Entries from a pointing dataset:
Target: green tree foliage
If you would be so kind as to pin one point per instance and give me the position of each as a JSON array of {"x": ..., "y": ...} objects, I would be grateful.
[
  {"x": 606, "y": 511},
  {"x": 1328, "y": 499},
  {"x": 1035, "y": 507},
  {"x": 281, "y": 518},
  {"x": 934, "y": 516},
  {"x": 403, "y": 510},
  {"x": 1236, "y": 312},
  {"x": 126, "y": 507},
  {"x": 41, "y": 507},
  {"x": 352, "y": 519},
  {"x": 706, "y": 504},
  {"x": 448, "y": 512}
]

> **INSTRUCTIONS TO FOLLOW**
Convert the material above into a JSON list of strings, with each line as its own string and any blank lines skipped.

> **EXPECTED ANSWER**
[
  "Target: green tree foliage",
  "If you would be so kind as to pin one point per instance and give me the position of each as a JSON array of {\"x\": ..., \"y\": ...} objects, I would be grateful.",
  "[",
  "  {\"x\": 606, \"y\": 511},",
  "  {\"x\": 1328, \"y\": 499},",
  "  {\"x\": 1035, \"y\": 507},",
  "  {\"x\": 281, \"y\": 518},",
  "  {\"x\": 934, \"y\": 516},",
  "  {\"x\": 403, \"y\": 510},",
  "  {\"x\": 1236, \"y\": 312},",
  "  {\"x\": 126, \"y\": 507},",
  "  {\"x\": 41, \"y\": 507},",
  "  {\"x\": 352, \"y\": 519},",
  "  {\"x\": 706, \"y\": 504},",
  "  {\"x\": 448, \"y\": 512}",
  "]"
]